WHAT TO DO: Copy out, unchanged, every line from the start of the records to the line that contains "x=273, y=263", and stop there.

RECORDS PROVIDED:
= Beginning of Section =

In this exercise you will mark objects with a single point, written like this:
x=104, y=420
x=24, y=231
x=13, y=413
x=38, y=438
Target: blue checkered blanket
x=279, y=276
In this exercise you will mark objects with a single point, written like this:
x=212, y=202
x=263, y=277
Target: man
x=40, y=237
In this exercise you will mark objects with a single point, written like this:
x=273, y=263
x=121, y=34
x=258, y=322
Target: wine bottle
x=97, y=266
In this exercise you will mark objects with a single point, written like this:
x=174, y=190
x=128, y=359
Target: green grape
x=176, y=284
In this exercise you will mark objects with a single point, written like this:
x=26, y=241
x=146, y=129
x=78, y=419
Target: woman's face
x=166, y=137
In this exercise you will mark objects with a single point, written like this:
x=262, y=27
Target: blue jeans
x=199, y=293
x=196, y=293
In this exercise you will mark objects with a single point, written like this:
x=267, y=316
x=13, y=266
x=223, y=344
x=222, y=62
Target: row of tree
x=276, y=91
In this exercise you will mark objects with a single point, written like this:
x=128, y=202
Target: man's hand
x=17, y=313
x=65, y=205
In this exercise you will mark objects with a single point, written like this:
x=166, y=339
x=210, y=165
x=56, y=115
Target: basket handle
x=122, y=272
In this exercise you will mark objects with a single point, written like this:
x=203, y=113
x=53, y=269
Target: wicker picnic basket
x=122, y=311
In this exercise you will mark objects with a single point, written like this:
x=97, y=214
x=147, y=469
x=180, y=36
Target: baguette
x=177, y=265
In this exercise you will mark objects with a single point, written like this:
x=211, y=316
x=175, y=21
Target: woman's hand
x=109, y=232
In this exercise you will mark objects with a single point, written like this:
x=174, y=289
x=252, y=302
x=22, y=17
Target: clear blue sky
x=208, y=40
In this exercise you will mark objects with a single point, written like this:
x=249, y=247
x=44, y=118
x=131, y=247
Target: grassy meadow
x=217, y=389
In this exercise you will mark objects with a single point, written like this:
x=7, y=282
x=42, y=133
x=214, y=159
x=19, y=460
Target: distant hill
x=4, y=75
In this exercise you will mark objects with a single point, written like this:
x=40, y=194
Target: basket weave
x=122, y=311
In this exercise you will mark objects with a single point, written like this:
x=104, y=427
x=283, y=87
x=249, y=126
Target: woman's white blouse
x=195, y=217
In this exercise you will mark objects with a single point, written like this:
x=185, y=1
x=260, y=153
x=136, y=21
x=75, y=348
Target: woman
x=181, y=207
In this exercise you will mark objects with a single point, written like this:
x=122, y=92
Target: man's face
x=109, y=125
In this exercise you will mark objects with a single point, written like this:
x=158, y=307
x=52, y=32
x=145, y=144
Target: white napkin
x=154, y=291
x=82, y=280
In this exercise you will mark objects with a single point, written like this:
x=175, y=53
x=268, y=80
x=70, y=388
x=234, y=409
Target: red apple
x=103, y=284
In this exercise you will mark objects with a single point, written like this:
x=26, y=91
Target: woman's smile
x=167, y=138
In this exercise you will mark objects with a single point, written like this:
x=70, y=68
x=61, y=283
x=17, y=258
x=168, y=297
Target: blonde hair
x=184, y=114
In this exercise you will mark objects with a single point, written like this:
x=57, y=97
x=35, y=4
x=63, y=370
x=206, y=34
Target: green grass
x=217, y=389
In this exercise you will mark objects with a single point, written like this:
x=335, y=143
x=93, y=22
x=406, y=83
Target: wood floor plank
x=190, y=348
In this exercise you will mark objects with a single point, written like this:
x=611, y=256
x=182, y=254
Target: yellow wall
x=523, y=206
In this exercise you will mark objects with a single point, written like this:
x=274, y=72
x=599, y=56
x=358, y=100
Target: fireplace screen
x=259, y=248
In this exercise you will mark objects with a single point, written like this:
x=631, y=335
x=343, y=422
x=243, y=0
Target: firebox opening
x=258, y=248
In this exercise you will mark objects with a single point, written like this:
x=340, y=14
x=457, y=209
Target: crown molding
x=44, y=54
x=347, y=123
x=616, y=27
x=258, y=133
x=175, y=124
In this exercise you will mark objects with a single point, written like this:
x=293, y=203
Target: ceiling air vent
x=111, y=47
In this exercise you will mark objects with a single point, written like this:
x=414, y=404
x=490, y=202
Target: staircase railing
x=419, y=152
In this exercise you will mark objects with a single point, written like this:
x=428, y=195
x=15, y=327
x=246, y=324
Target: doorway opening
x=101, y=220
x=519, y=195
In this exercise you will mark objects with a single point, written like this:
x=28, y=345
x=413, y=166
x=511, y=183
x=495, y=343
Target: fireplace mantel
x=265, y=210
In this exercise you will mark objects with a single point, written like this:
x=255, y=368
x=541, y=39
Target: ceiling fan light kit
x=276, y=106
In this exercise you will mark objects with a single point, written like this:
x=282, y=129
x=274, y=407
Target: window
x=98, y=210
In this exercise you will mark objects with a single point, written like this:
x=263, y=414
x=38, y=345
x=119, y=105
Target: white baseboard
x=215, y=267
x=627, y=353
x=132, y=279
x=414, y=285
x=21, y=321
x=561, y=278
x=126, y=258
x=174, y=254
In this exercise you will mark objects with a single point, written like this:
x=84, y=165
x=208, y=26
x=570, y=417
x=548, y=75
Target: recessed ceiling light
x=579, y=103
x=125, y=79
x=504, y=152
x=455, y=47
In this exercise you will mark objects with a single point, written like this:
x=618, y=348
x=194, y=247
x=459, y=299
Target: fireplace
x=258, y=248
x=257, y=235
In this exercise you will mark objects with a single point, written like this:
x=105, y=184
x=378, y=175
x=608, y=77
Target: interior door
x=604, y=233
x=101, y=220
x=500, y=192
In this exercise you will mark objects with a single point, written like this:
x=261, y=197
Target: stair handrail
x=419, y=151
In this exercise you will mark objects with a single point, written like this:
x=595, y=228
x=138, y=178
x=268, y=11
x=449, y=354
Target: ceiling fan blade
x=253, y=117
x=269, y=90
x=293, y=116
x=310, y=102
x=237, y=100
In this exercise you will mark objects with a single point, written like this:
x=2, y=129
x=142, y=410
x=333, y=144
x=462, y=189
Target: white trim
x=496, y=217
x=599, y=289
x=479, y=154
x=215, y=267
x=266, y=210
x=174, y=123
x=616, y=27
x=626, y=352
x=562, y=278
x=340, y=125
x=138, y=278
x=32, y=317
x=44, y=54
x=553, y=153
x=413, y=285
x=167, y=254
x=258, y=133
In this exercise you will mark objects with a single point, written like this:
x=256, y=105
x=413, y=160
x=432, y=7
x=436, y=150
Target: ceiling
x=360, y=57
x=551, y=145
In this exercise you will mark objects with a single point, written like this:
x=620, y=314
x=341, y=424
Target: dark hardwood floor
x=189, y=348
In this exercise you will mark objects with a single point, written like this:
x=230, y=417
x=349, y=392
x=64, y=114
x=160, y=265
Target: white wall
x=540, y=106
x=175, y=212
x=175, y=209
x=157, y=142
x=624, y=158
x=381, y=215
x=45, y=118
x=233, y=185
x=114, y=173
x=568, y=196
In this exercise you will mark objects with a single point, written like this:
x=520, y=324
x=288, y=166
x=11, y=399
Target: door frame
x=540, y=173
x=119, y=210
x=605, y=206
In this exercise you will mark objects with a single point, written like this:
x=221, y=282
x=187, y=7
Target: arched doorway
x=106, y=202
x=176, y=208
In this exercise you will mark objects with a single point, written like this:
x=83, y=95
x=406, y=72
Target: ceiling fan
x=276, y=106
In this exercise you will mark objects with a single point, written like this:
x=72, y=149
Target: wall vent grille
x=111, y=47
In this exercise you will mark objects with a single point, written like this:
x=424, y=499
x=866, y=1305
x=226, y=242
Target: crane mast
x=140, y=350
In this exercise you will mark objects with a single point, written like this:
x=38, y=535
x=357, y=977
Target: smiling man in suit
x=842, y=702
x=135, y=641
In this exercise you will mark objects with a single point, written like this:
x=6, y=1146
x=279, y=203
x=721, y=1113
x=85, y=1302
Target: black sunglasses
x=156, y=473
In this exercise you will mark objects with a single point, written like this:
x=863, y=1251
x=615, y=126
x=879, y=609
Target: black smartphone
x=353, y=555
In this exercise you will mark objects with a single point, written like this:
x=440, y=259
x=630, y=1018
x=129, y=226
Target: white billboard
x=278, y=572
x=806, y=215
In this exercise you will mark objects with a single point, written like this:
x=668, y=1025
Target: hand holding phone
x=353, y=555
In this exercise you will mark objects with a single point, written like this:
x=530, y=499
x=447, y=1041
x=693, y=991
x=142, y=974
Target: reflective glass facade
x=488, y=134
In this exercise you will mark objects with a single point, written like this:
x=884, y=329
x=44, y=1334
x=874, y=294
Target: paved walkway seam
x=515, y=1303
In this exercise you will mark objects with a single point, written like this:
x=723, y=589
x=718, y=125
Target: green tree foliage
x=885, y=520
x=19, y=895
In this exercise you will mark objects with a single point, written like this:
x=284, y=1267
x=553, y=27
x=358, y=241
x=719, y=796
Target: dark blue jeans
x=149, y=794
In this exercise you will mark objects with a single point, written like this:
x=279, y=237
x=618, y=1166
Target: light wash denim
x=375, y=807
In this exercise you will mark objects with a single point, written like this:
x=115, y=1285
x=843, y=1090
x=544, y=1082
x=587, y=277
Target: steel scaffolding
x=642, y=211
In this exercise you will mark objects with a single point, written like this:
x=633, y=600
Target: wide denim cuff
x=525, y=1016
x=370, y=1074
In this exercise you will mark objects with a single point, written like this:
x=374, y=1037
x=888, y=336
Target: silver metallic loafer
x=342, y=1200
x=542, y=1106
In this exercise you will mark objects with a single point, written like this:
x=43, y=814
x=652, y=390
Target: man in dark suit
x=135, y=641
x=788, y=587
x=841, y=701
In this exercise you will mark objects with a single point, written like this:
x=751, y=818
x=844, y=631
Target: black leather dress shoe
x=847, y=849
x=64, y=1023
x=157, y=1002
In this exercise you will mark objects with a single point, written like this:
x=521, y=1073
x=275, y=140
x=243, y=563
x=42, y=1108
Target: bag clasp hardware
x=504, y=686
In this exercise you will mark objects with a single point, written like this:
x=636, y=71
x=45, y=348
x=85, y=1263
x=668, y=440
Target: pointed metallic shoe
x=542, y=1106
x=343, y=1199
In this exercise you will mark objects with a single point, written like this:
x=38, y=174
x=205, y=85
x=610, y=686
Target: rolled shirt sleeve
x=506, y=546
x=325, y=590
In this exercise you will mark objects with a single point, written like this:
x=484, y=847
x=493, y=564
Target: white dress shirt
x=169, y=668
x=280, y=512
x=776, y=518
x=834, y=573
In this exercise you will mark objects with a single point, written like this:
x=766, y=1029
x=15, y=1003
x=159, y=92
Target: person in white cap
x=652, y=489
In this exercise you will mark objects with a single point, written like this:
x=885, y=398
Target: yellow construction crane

= End of Section =

SOLUTION TO THE PROBLEM:
In this exercise you will mark objects with a single point, written like this:
x=104, y=420
x=24, y=231
x=13, y=413
x=38, y=438
Target: blue checkered blanket
x=279, y=276
In this exercise you will mark objects with a single point, written like this:
x=212, y=202
x=263, y=277
Target: man
x=40, y=237
In this exercise you will mark objects with a single point, written like this:
x=273, y=263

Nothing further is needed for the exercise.